Please could you advise?!
We currently rent a house on a private manor house estate, it is quiet with around 30 other houses and apartments, no busy roads though cars come and go and lots of woodland/ gardens/ parkland. There are neighbours who own cats that wander the grounds of the estate.
For the past month we have been visited by this little fella/lady (see photo) who sits and waits by our patio door, is confident in walking in the house, is very friendly towards us (rubs against us, licks my hand, wants a lot of fuss, tail vibrates etc) and isn't jumpy or nervous at all.
I have asked two separate long standing residents as to who the owner of the cat is, both have replied that he doesn't belong to anyone, that a few different neighbours feed him, that they believe a previous resident left him when they moved.
My dilemma is this. I love the cat and would love to adopt him but we are moving house in about two weeks, to a less rural location (not city, just a suburban street). Am I wrong to consider taking him in, or better to leave him in an environment that is familiar?

Jo4040 Sat 01-Aug-15 20:36:45

Take him in. Keep him in when you move, see how it go's. If he's not happy to you might have to take him back, however with him being quite confident he might just adapt.

pumpkinpie5 Sat 01-Aug-15 20:42:17

I'm going to stick my neck out and say that cat is female. Especially given that it is tortoushell. If you are seriously considering taking it I would take it to the vets and ask them to scan it for a chip so you can be sure she's not living somewhere nearby. At the same time get the vet to give her a basic health check so you know you are not going to be taking on problems. If all this is ok, I see no problem with moving her and would agree with pp re: keeping her in for 10 days to ensure she is settled before letting her out. Also get her vaccinated and chipped for peace of mind in case she is inclined to wander. Good luck!

timtam23 Sat 01-Aug-15 21:08:21

Poor little thing, how sad that someone has abandoned it. That's so kind of you to want to take it in. I wouldn't be able to leave it behind, especially as the weather will get worse as autumn approaches. I agree with the suggestion to take it to the vet, find out if male/female, chipped or neutered, and hopefully you will be able to take it with you...I expect it will settle ok in a new environment although you will have to keep it indoors for a few weeks. Some years ago I lived semirurally & then moved to a much more urban environment with less green space...I had 2 cats and they adapted well enough, just had to get used to their territories shrinking and lots of other cats in close proximity. The roads were a worry but I think by that stage the cats were fairly streetwise.

- _REQUIRED ACTIONS_
1) In the cat adoption thread, how soon is the poster moving house?
2) Copy the part of the cat adoption thread starting with "Jo4040 Sat 01-Aug-15" and going on through "wander. Good luck!".

- _EXTRACTED ENTRIES_
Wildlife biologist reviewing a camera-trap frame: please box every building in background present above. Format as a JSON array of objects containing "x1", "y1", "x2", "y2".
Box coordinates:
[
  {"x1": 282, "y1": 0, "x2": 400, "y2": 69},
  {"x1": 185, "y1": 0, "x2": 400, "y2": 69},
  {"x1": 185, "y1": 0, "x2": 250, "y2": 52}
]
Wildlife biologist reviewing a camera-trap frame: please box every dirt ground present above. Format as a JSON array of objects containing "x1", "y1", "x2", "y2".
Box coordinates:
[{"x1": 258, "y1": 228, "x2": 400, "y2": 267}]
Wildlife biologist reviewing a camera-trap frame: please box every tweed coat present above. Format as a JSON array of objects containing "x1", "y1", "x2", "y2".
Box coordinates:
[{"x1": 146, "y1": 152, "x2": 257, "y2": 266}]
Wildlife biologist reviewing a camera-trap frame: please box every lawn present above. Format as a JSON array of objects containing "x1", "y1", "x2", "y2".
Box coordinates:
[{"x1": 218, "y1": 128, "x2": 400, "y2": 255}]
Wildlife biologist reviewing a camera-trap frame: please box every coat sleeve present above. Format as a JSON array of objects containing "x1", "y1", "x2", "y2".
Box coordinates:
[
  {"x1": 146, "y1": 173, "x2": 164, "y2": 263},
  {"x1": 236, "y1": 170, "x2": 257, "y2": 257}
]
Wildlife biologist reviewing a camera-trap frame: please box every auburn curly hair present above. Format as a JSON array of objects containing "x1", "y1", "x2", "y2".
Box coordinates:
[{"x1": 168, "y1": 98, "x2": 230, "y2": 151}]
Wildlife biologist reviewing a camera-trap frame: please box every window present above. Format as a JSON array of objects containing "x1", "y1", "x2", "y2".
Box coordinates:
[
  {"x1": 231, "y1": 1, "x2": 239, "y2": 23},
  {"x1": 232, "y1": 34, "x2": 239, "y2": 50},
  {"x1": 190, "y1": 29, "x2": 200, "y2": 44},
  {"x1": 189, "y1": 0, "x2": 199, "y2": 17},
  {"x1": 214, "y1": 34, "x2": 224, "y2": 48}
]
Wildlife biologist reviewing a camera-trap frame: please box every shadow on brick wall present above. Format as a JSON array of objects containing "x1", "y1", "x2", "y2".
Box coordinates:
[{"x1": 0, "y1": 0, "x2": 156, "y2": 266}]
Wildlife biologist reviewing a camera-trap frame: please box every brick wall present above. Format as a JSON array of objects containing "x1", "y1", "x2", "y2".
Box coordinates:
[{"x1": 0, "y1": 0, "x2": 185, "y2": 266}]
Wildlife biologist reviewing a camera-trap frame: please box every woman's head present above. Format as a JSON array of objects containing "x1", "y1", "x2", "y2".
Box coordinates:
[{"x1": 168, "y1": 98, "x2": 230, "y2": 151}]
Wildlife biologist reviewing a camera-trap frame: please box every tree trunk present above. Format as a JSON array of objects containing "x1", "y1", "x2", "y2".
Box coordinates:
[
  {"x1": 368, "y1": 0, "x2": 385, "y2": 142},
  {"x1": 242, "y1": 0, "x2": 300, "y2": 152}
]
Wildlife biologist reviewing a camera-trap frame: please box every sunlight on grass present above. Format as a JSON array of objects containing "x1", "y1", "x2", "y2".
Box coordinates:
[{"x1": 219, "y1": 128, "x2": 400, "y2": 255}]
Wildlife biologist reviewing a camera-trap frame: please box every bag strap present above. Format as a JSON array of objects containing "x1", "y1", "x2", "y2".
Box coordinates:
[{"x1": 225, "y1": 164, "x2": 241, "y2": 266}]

- _ANSWERS IN ORDER_
1) In about two weeks.

2)
Jo4040 Sat 01-Aug-15 20:36:45

Take him in. Keep him in when you move, see how it go's. If he's not happy to you might have to take him back, however with him being quite confident he might just adapt.

pumpkinpie5 Sat 01-Aug-15 20:42:17

I'm going to stick my neck out and say that cat is female. Especially given that it is tortoushell. If you are seriously considering taking it I would take it to the vets and ask them to scan it for a chip so you can be sure she's not living somewhere nearby. At the same time get the vet to give her a basic health check so you know you are not going to be taking on problems. If all this is ok, I see no problem with moving her and would agree with pp re: keeping her in for 10 days to ensure she is settled before letting her out. Also get her vaccinated and chipped for peace of mind in case she is inclined to wander. Good luck!